[Text excerpt Boundary: Start]

Clear Sky Science · en

The effect of medical explanations from large language models on diagnostic accuracy in radiology

· Back to index

Why this study matters

Modern hospitals are rapidly adopting powerful text-based artificial intelligence tools to help doctors make sense of complex medical information. Radiologists, who interpret medical scans such as CT and MRI images, are under constant pressure to give fast and accurate answers. This study asks a simple but important question: if an AI system not only gives a diagnosis but also explains its thinking, does that actually help doctors make better decisions—and what style of explanation works best?

Figure 1
Figure 1.

Different ways an AI can "talk" to doctors

The researchers focused on large language models, or LLMs—AI systems that can read and write natural language and, in this case, also look at medical images. Instead of treating the AI as a black box that spits out a single answer, they tested three different ways it could present its advice to radiologists. In one format, the AI simply named its best-guess diagnosis. In another, it listed several possible diagnoses, much like a doctor’s mental checklist. In the third, it walked through its reasoning step by step, laying out how details from the scan and the patient’s story led to its conclusion. The team wanted to know which of these explanation styles would best support human judgment rather than replace it.

A large test with real-world radiology cases

To explore this, the authors ran a randomized experiment with 101 practicing radiologists in the United States. Each radiologist reviewed 20 real patient cases drawn from an education series published by a leading medical journal. Every case included a short clinical description plus one or more CT or MRI images, and doctors had to type in a free-text diagnosis, just as they would in real life. Some radiologists received no AI help at all. Others saw AI advice in one of the three formats: a bare diagnosis, a ranked list of five possible diagnoses, or a detailed step-by-step explanation. The AI used was a multimodal version of GPT-4 that can handle both text and images. All its outputs—including mistakes—were shown as-is to mimic real-world usage.

Step-by-step reasoning boosts accuracy

The central finding is clear: explanation style mattered a lot. Radiologists who saw the chain-of-thought style—the step-by-step reasoning—were noticeably more accurate than those who worked without AI and also more accurate than those who saw only a single diagnosis or a list of alternatives. On average, chain-of-thought support improved diagnostic accuracy by more than 12 percentage points over no AI help and by 7 to 10 points over the other AI formats. These gains held up even after accounting for factors such as years of experience, subspecialty training, and how long doctors spent on each case, suggesting that the way information is presented can meaningfully change how well doctors perform.

Following good advice and rejecting bad advice

The study also dug into how doctors responded when the AI was right or wrong. With the differential diagnosis list, radiologists tended to follow the AI’s top suggestion even when it was incorrect, a pattern of excessive trust known as automation bias. In contrast, the chain-of-thought format encouraged more selective reliance. When the AI’s diagnosis was correct, doctors were very likely to agree with it. But when something in the step-by-step reasoning seemed off, they were more willing to override the AI and choose a different answer. In other words, detailed reasoning helped doctors judge when to lean on the machine and when to trust their own expertise.

[Text excerpt Boundary: End]
[Raw data Boundary: Start]

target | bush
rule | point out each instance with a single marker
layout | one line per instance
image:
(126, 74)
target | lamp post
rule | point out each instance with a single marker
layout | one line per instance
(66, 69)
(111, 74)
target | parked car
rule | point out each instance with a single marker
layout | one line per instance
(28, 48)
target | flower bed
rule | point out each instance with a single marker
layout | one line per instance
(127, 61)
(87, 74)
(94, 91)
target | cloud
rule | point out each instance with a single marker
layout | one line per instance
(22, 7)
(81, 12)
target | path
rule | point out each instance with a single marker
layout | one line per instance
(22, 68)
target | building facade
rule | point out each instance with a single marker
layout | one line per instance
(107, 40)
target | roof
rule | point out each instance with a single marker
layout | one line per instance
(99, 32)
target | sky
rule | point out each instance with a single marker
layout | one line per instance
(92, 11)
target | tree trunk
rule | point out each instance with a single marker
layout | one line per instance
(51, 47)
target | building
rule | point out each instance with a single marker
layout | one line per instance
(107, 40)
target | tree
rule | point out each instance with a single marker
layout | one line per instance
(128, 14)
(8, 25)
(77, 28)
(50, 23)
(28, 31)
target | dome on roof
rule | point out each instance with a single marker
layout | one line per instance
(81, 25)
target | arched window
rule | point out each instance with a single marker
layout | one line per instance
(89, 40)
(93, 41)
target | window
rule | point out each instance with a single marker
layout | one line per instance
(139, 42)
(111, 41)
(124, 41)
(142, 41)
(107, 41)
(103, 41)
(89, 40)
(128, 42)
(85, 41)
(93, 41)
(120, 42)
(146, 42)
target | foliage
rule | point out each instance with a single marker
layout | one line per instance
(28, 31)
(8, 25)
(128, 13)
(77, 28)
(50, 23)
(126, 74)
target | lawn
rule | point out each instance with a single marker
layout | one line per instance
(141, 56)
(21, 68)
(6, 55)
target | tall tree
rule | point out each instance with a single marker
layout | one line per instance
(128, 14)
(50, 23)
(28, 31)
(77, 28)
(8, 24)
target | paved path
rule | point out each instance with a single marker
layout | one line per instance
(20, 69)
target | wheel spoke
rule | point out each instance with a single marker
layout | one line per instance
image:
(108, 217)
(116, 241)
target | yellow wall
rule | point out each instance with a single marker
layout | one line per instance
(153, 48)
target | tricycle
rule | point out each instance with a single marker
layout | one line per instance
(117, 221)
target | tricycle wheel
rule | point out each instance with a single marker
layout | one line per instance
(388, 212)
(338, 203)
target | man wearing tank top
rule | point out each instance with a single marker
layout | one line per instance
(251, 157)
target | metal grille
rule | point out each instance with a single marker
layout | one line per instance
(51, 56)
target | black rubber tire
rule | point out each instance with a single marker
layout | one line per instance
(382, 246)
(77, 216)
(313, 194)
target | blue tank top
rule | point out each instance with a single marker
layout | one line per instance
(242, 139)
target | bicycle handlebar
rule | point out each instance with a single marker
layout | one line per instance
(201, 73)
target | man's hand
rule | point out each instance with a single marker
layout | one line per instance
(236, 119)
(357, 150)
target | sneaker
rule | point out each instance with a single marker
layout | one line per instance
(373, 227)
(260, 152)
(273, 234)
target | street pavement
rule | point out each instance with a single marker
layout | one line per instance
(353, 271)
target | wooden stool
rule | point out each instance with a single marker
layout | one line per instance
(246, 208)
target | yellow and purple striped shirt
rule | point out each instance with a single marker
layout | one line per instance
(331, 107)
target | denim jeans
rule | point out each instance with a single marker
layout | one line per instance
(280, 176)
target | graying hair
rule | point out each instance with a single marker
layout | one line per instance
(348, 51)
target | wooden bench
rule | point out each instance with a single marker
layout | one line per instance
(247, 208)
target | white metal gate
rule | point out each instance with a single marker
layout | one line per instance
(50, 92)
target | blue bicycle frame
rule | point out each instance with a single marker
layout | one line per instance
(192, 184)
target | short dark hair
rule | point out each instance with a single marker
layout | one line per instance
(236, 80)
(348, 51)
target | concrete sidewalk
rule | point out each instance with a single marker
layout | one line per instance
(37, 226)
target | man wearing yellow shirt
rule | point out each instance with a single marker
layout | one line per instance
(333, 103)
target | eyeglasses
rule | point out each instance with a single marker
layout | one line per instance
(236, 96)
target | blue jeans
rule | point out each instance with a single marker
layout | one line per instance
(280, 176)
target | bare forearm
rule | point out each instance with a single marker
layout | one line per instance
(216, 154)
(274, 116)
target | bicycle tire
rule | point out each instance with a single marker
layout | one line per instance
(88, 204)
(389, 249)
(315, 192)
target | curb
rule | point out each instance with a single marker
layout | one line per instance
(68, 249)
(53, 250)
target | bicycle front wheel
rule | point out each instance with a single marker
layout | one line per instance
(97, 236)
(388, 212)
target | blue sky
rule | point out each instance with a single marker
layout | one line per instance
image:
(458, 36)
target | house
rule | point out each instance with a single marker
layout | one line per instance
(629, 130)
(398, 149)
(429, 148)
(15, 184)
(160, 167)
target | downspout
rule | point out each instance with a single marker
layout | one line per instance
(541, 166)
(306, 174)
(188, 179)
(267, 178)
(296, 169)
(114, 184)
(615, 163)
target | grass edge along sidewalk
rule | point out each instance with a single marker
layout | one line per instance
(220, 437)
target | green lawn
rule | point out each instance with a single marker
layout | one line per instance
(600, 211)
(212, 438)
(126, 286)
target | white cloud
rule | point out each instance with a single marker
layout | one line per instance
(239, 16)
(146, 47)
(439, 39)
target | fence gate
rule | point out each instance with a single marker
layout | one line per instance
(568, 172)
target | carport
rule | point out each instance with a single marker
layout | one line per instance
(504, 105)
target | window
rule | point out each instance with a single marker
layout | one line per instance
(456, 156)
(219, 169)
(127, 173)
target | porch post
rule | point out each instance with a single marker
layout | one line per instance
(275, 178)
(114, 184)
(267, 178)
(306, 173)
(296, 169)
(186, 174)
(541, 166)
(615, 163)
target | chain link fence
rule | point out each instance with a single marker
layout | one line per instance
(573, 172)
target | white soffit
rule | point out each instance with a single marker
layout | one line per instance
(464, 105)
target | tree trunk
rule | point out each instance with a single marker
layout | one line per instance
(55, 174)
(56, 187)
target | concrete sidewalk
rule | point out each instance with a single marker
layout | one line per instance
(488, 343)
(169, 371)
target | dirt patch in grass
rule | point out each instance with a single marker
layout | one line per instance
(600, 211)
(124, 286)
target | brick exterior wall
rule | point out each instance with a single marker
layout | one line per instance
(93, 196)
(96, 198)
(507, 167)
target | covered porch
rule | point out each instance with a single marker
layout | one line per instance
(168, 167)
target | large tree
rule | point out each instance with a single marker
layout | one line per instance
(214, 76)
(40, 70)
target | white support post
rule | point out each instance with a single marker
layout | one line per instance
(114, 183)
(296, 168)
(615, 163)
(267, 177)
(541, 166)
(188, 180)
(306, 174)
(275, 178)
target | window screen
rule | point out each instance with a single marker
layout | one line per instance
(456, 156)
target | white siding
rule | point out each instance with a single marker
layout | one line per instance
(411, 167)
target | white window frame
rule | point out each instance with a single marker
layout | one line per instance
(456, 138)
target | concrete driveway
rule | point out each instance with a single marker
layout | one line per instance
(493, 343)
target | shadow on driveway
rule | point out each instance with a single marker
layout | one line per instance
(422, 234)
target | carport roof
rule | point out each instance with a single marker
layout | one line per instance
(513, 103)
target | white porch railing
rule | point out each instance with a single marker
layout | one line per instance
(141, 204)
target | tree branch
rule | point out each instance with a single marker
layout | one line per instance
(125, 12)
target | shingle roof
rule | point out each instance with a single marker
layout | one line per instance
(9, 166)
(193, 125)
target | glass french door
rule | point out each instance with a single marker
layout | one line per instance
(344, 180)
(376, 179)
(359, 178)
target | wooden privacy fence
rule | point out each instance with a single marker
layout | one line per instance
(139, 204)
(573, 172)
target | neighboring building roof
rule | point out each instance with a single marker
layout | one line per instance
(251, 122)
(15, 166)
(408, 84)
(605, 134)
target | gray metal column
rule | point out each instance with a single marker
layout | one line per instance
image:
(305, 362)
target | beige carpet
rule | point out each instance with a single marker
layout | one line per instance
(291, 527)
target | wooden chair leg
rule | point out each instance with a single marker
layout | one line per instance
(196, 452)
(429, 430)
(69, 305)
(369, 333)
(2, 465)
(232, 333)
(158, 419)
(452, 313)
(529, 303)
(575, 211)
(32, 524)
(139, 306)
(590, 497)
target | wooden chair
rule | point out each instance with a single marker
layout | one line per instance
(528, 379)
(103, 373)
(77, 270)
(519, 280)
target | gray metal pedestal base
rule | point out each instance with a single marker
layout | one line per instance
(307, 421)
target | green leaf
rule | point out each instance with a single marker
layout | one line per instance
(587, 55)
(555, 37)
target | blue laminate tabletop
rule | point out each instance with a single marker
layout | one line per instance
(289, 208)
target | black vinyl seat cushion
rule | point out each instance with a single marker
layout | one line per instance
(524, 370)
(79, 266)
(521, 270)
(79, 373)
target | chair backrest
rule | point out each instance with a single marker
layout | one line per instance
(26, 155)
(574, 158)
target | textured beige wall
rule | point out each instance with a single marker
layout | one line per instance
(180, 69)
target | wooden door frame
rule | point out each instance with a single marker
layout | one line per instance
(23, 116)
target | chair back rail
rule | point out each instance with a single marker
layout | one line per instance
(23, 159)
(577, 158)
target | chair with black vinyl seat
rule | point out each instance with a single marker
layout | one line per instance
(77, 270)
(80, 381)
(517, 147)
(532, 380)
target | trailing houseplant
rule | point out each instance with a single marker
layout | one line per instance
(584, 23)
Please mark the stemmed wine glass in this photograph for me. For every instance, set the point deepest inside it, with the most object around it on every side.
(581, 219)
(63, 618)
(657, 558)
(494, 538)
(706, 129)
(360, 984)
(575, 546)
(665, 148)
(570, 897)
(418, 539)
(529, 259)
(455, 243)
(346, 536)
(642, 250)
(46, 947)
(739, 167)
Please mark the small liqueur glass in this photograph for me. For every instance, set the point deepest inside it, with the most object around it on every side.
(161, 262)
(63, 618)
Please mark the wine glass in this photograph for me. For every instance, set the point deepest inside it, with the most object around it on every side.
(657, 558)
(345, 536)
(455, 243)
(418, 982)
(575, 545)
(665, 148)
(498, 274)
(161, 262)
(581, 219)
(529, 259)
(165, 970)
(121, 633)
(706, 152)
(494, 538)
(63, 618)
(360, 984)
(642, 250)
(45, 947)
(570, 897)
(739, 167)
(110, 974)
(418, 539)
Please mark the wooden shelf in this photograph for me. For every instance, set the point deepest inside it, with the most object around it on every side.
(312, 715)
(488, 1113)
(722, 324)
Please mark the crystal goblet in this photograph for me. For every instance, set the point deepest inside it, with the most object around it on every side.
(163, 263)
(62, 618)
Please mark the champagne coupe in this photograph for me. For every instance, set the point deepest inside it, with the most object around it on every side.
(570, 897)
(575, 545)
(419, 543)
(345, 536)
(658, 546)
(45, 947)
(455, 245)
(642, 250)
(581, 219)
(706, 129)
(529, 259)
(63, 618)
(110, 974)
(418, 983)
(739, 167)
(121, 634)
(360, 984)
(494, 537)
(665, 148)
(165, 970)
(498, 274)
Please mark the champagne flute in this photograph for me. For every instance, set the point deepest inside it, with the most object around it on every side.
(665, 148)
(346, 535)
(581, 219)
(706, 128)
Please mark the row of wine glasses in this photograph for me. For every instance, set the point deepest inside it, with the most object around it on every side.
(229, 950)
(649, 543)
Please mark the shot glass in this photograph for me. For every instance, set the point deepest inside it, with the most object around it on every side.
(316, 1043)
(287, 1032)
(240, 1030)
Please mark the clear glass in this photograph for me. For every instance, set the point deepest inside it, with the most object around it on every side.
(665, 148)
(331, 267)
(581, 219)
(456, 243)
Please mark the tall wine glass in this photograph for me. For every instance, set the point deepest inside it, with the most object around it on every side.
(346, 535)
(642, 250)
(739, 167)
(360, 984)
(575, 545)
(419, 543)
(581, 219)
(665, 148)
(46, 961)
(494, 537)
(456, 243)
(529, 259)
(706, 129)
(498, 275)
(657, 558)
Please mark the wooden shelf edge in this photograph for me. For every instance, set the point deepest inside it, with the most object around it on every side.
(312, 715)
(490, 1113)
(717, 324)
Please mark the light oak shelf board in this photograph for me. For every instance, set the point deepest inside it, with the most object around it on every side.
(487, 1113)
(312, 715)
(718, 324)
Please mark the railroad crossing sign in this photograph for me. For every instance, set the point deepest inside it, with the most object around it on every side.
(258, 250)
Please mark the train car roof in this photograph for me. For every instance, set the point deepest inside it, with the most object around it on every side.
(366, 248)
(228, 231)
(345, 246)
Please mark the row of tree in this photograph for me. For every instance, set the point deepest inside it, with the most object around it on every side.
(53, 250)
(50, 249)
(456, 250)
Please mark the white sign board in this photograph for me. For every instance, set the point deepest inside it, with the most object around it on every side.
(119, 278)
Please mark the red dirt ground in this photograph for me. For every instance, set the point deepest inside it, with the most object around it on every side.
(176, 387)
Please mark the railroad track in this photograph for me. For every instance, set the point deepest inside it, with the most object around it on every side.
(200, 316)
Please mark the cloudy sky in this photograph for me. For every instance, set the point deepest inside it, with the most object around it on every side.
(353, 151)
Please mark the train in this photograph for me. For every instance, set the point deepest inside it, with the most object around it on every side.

[Raw data Boundary: End]

# Requirement
Write out the part of the radiology AI article between "Step-by-step reasoning boosts" and "well doctors perform.", inclusive. The records are separate from the radiology AI article.

# Output of the exercise
Step-by-step reasoning boosts accuracy

The central finding is clear: explanation style mattered a lot. Radiologists who saw the chain-of-thought style—the step-by-step reasoning—were noticeably more accurate than those who worked without AI and also more accurate than those who saw only a single diagnosis or a list of alternatives. On average, chain-of-thought support improved diagnostic accuracy by more than 12 percentage points over no AI help and by 7 to 10 points over the other AI formats. These gains held up even after accounting for factors such as years of experience, subspecialty training, and how long doctors spent on each case, suggesting that the way information is presented can meaningfully change how well doctors perform.